Passage:
Schedule 10—Workers with Family Responsibilities Convention 1981

C156 Workers with Family Responsibilities Convention, 1981

The General Conference of the International Labour Organisation,

Having been convened at Geneva by the Governing Body of the International Labour Office and having met in its Sixty-seventh Session on 3 June 1981, and

Noting the Declaration of Philadelphia concerning the Aims and Purposes of the International Labour Organisation which recognises that "all human beings, irrespective of race, creed or sex, have the right to pursue their material well-being and their spiritual development in conditions of freedom and dignity, of economic security and equal opportunity", and

Noting the terms of the Declaration on Equality of Opportunity and Treatment for Women Workers and of the resolution concerning a plan of action with a view to promoting equality of opportunity and treatment for women workers, adopted by the International Labour Conference in 1975, and

Noting the provisions of international labour Conventions and Recommendations aimed at ensuring equality of opportunity and treatment for men and women workers, namely the Equal Remuneration Convention and Recommendation, 1951, the Discrimination (Employment and Occupation) Convention and Recommendation, 1958, and Part VIII of the Human Resources Development Recommendation, 1975, and

Recalling that the Discrimination (Employment and Occupation) Convention, 1958, does not expressly cover distinctions made on the basis of family responsibilities, and considering that supplementary standards are necessary in this respect, and

Noting the terms of the Employment (Women with Family Responsibilities) Recommendation, 1965, and considering the changes which have taken place since its adoption, and

Noting that instruments on equality of opportunity and treatment for men and women have also been adopted by the United Nations and other specialised agencies, and recalling, in particular, the fourteenth paragraph of the Preamble of the United Nations Convention on the Elimination of All Forms of Discrimination against Women, 1979, to the effect that States Parties are " aware that a change in the traditional role of men as well as the role of women in society and in the family is needed to achieve full equality between men and women", and

Recognising that the problems of workers with family responsibilities are aspects of wider issues regarding the family and society which should be taken into account in national policies, and

Recognising the need to create effective equality of opportunity and treatment as between men and women workers with family responsibilities and between such workers and other workers, and

Considering that many of the problems facing all workers are aggravated in the case of workers with family responsibilities and recognising the need to improve the conditions of the latter both by measures responding to their special needs and by measures designed to improve the conditions of workers in general, and

Having decided upon the adoption of certain proposals with regard to equal opportunities and equal treatment for men and women workers: workers with family responsibilities, which is the fifth item on the agenda of the session, and

Having determined that these proposals shall take the form of an international Convention,

adopts the twenty-third day of June of the year one thousand nine hundred and eighty-one, the following Convention, which may be cited as the Workers with Family Responsibilities Convention, 1981:

Article 1

1. This Convention applies to men and women workers with responsibilities in relation to their dependent children, where such responsibilities restrict their possibilities of preparing for, entering, participating in or advancing in economic activity.

Problem A:
Summarize the convention excerpt in two sentences.
Problem B:
Answer these questions from the convention excerpt:
(i) On what date did the Sixty-seventh Session meet?
(ii) Which item on the session's agenda concerned the proposals on workers with family responsibilities?
(iii) In what year was the Employment (Women with Family Responsibilities) Recommendation adopted?
Problem C:
Repeat word for word the part of the convention excerpt starting at "1. This Convention" and ending at "in economic activity.".

[Entries taken from a collection]
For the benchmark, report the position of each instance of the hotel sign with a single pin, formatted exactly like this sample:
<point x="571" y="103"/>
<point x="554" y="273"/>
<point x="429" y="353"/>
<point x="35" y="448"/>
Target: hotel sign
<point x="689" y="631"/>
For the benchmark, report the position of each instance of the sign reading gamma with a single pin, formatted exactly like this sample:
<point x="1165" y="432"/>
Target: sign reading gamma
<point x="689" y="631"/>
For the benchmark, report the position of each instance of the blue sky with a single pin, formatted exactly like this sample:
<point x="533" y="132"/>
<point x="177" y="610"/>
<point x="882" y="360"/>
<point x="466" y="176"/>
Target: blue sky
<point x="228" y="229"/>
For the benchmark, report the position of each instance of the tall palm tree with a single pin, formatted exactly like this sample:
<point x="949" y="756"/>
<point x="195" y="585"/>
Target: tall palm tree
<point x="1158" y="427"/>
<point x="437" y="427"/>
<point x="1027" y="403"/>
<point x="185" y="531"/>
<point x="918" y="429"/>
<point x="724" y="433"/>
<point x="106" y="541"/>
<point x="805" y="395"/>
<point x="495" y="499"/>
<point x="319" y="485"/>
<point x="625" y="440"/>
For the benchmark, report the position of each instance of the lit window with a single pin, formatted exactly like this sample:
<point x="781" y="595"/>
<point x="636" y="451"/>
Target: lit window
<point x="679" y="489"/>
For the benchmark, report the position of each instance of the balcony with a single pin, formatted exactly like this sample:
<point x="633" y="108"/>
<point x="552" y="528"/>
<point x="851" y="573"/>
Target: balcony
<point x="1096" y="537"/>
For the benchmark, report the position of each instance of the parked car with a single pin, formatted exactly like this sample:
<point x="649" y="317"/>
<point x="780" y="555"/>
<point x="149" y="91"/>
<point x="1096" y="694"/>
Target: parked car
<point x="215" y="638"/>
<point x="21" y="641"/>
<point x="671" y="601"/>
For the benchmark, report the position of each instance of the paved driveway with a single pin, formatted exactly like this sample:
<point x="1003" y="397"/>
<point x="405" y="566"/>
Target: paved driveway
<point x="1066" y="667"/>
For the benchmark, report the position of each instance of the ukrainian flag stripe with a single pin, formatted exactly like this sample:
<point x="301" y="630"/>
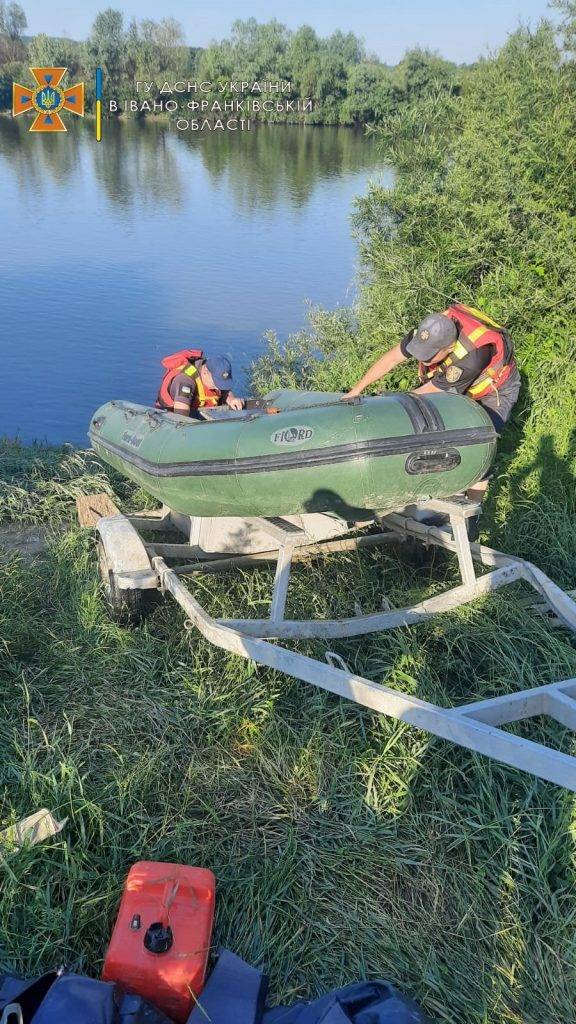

Answer A:
Meeting in Geneva in its Sixty-seventh Session, the General Conference of the International Labour Organisation adopted the Workers with Family Responsibilities Convention, 1981, after noting earlier declarations and instruments on equality and recalling that the 1958 Discrimination (Employment and Occupation) Convention does not expressly cover distinctions made on the basis of family responsibilities. Article 1 states that the Convention applies to men and women workers whose responsibilities toward their dependent children restrict their possibilities of preparing for, entering, participating in or advancing in economic activity.

Answer B:
(i) 3 June 1981
(ii) The fifth item
(iii) 1965

Answer C:
1. This Convention applies to men and women workers with responsibilities in relation to their dependent children, where such responsibilities restrict their possibilities of preparing for, entering, participating in or advancing in economic activity.